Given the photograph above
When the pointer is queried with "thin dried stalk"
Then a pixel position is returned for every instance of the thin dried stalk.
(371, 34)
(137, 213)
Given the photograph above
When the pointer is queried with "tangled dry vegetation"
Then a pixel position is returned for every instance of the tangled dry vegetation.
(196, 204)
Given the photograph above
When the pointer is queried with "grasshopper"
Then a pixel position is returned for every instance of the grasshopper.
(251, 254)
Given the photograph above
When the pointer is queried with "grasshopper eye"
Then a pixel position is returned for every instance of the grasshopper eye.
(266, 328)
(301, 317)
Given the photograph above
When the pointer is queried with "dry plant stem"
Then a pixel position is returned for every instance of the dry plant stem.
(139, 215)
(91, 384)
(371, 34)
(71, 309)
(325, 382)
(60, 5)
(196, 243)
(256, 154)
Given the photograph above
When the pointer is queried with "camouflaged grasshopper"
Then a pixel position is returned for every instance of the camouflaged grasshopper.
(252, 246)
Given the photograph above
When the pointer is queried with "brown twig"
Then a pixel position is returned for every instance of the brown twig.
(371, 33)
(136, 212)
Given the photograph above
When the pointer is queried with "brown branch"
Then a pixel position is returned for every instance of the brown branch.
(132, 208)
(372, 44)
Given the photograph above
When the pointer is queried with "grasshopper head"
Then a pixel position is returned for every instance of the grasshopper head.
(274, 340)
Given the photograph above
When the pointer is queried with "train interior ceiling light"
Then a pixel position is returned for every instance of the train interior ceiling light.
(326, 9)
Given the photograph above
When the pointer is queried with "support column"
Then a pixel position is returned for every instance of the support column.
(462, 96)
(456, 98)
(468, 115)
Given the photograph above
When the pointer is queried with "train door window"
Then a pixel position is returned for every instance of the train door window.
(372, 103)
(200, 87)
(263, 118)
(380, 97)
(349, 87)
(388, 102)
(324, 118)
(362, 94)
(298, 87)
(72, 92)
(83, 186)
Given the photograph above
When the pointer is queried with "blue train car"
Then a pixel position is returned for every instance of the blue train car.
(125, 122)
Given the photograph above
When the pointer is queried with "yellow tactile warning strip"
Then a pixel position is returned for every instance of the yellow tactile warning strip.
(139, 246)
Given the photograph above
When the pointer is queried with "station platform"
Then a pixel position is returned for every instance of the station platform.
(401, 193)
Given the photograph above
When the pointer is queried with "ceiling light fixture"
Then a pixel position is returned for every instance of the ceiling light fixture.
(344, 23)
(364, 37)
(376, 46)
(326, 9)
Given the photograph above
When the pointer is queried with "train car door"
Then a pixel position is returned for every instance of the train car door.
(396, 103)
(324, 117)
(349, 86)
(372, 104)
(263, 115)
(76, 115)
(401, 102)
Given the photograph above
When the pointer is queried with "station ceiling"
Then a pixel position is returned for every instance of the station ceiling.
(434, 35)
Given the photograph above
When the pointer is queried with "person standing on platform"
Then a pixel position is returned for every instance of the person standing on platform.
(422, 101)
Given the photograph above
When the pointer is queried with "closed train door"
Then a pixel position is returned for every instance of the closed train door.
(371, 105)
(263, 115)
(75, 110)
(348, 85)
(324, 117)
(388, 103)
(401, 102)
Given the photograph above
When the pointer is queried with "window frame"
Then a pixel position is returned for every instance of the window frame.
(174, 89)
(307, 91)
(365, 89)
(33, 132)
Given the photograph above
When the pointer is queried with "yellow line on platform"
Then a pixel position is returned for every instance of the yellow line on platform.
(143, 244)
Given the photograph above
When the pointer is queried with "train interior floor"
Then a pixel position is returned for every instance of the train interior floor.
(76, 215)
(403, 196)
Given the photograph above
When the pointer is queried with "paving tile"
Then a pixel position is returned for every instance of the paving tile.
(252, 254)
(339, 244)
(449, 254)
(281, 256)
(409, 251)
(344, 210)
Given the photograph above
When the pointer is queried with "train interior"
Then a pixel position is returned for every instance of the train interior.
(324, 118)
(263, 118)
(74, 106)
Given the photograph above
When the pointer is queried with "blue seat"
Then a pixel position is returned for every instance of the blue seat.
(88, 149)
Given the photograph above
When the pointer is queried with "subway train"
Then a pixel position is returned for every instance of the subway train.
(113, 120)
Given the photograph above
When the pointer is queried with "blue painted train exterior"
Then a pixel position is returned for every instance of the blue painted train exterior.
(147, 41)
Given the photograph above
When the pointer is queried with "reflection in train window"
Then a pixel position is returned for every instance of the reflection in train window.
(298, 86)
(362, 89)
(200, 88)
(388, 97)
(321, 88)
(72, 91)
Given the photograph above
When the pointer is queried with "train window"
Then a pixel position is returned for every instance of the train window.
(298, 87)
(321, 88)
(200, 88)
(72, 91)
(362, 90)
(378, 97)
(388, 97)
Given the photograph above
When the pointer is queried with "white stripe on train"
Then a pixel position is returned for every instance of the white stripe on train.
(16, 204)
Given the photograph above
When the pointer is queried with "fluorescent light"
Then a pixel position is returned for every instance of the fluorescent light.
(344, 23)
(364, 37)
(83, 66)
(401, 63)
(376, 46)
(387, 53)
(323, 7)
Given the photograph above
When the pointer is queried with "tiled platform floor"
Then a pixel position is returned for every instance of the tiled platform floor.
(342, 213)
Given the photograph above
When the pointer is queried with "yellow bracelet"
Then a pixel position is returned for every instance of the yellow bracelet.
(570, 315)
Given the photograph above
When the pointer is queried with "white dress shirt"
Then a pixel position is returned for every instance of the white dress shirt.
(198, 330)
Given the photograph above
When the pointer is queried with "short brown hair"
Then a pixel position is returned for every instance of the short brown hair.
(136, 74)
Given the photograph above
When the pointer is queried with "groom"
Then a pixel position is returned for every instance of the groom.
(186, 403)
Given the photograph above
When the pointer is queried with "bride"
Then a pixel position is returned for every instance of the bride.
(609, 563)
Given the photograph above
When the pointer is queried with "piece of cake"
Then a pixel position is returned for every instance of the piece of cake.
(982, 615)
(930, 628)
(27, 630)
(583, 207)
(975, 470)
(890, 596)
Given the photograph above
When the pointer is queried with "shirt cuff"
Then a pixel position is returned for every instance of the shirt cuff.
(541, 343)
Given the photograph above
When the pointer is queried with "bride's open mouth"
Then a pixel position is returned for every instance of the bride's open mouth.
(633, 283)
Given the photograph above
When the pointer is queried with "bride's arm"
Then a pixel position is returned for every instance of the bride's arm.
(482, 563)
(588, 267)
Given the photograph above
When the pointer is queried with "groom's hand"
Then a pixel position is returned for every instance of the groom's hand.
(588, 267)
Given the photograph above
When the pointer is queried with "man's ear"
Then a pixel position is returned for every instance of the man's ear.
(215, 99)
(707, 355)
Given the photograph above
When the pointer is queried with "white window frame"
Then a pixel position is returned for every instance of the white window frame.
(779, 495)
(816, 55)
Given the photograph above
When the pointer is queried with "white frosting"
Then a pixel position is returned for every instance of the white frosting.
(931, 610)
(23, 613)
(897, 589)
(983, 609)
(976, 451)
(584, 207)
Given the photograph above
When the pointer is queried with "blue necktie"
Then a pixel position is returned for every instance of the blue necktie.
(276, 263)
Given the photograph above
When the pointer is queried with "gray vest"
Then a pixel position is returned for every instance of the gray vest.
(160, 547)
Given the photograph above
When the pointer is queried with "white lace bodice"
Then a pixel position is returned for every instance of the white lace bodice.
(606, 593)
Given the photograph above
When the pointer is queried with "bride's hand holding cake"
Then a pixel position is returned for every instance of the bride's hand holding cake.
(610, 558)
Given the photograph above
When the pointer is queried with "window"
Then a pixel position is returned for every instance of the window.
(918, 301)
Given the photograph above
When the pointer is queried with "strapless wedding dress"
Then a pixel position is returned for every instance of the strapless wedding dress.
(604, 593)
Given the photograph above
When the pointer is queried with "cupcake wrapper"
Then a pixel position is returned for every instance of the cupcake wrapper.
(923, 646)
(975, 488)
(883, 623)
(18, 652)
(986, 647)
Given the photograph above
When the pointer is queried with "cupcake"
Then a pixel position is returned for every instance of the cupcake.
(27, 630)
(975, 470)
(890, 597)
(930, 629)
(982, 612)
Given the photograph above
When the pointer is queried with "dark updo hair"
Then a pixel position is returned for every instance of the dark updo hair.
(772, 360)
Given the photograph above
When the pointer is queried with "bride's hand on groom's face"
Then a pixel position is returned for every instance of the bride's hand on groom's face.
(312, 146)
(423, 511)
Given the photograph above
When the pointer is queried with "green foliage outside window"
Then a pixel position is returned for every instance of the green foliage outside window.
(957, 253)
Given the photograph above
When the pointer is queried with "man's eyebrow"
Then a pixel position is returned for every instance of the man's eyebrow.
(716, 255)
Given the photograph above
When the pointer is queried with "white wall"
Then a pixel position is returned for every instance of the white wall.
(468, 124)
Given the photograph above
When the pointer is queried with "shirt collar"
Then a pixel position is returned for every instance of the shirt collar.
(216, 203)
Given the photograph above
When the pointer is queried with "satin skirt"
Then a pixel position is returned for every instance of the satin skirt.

--- --- ---

STATED PROBLEM. Which lines in the records above contain the word "open"? Find each of them and copy it in full.

EXERCISE RESULT.
When the pointer is queried with "bride's open mouth"
Then a pixel position is returned for every instance of the bride's open mouth.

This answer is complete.